- _課題の詳細_
「of the auction」を含む行から始まり「(1202, 122)」を含む行で終わる範囲の行を編集してください。「bare tree」を「leafless tree」に置き換え、それ以外は一切変えずに、それらの行だけを示してください。

────────

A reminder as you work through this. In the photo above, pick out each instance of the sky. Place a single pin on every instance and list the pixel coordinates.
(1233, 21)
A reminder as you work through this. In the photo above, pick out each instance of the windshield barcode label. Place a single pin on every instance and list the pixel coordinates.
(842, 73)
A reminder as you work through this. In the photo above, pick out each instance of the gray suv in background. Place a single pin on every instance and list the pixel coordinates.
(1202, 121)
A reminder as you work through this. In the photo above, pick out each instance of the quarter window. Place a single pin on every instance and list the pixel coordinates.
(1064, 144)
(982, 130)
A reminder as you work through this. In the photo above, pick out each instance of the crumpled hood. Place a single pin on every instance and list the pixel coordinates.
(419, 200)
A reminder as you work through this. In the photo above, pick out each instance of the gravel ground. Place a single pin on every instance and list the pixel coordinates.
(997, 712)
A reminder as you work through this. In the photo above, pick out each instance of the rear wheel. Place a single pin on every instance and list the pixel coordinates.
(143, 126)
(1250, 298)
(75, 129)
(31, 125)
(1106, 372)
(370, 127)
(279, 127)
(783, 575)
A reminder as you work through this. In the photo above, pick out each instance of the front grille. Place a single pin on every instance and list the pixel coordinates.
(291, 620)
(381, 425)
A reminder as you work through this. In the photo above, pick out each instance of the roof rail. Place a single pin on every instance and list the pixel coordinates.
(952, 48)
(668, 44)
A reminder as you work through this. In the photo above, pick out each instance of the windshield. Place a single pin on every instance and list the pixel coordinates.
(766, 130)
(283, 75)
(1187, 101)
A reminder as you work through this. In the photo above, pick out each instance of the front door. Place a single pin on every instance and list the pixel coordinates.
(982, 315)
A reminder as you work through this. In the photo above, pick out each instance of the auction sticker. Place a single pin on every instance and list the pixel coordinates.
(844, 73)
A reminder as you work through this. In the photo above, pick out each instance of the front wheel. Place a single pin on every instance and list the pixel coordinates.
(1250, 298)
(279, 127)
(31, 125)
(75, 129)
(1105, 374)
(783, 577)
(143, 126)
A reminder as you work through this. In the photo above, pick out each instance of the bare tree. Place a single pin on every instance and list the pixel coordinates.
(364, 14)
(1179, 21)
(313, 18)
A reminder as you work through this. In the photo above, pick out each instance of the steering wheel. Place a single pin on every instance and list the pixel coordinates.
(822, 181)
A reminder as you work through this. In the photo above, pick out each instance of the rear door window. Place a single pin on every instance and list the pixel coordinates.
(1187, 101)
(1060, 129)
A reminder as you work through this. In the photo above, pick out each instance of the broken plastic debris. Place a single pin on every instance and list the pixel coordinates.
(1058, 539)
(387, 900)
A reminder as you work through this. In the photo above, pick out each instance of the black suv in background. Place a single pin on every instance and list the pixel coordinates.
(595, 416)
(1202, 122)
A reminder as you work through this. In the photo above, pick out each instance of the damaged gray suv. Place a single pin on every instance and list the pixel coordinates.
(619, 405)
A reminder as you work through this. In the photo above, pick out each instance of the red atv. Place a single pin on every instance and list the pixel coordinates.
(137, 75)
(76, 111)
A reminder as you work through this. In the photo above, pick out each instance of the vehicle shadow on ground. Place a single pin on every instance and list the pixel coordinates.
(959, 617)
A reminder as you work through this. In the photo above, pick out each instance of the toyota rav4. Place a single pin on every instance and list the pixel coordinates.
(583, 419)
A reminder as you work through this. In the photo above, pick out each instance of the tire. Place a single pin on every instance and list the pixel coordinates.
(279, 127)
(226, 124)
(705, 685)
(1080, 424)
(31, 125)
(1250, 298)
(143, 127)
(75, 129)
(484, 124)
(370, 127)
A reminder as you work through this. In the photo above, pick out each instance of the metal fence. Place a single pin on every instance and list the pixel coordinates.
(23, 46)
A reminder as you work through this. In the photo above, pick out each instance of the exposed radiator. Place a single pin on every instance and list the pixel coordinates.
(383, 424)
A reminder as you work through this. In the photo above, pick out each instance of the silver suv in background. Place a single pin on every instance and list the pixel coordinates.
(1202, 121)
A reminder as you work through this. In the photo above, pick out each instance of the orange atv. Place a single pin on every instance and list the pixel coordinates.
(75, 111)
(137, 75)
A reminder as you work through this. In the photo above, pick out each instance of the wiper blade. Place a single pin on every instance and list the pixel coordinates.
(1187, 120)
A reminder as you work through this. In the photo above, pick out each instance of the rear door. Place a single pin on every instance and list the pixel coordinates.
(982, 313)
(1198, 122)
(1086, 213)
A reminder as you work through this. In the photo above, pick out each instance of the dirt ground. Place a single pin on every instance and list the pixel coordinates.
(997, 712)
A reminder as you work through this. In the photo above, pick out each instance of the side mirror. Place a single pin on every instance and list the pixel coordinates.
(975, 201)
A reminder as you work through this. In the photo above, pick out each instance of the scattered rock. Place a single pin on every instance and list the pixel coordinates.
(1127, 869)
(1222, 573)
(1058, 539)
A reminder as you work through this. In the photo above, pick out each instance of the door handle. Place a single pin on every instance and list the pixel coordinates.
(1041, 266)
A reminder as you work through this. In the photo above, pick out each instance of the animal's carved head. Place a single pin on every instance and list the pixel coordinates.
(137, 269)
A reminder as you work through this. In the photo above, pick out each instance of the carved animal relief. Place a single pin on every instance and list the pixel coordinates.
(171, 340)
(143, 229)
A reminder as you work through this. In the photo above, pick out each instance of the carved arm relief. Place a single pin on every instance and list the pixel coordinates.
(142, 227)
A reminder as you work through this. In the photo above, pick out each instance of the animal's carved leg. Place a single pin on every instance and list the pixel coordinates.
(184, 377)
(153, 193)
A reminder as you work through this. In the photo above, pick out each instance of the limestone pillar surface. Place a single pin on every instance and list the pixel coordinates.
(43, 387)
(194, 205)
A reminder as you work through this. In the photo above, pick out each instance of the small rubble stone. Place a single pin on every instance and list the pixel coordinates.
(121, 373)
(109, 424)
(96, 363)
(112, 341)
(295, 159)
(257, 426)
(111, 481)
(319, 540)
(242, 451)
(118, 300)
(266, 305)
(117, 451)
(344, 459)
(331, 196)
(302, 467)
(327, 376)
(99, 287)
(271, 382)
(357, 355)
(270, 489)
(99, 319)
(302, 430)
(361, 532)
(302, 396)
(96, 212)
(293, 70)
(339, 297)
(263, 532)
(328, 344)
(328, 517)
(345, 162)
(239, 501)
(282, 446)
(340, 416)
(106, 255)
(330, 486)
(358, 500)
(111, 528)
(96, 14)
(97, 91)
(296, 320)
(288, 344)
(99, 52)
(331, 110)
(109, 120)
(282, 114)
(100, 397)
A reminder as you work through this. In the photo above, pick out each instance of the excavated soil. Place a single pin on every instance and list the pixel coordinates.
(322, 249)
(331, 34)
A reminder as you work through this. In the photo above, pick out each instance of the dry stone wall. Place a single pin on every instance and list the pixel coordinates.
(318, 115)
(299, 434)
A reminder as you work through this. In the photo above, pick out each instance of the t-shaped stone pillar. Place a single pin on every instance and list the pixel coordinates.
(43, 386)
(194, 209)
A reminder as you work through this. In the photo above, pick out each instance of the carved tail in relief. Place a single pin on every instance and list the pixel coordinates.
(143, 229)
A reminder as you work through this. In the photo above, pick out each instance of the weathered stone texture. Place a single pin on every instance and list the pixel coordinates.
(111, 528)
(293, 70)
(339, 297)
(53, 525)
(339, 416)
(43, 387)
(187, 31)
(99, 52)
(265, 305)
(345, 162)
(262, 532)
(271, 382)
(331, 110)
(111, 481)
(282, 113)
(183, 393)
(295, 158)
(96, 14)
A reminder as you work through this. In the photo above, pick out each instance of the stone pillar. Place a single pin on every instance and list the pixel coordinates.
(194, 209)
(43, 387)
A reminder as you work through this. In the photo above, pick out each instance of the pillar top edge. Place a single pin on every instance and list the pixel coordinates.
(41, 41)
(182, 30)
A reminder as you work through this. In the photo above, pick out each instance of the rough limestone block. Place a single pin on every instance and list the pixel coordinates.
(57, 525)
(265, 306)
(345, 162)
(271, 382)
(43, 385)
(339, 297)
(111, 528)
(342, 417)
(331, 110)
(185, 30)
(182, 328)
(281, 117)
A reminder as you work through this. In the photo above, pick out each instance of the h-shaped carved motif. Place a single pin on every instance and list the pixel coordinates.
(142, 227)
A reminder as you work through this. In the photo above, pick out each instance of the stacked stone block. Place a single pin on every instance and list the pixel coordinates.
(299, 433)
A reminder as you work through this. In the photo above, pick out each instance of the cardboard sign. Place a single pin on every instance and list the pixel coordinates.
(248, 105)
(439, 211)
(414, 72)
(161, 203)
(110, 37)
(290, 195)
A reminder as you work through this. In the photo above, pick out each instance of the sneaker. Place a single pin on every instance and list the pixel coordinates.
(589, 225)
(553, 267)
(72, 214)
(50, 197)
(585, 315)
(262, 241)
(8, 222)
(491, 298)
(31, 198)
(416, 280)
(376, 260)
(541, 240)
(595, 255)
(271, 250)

────────

- _完成した回答_
A reminder as you work through this. In the photo above, pick out each instance of the auction sticker. Place a single pin on every instance and list the pixel coordinates.
(844, 73)
A reminder as you work through this. In the photo above, pick out each instance of the front wheel. Place a single pin on every instance and list the pixel coordinates.
(1250, 298)
(279, 127)
(31, 125)
(75, 129)
(1105, 374)
(783, 577)
(143, 126)
A reminder as you work through this. In the photo above, pick out each instance of the leafless tree. Place a single pin on every instance and list the pixel coordinates.
(364, 14)
(1179, 21)
(313, 18)
A reminder as you work through this. In the photo above, pick out each instance of the steering wheel. Place a single pin on every instance and list the pixel coordinates.
(822, 181)
A reminder as you work through this. In the photo above, pick out each instance of the rear door window. Place a single pin on every instance and list the pixel coordinates.
(1187, 101)
(1060, 129)
A reminder as you work through this. In the photo above, pick out each instance of the broken plastic debris. Place a single pin on every instance and list the pixel coordinates.
(1058, 539)
(387, 900)
A reminder as you work through this. In the photo above, pick out each instance of the black suv in background. Place a single pin on every instance and list the pixel coordinates.
(595, 416)
(1202, 122)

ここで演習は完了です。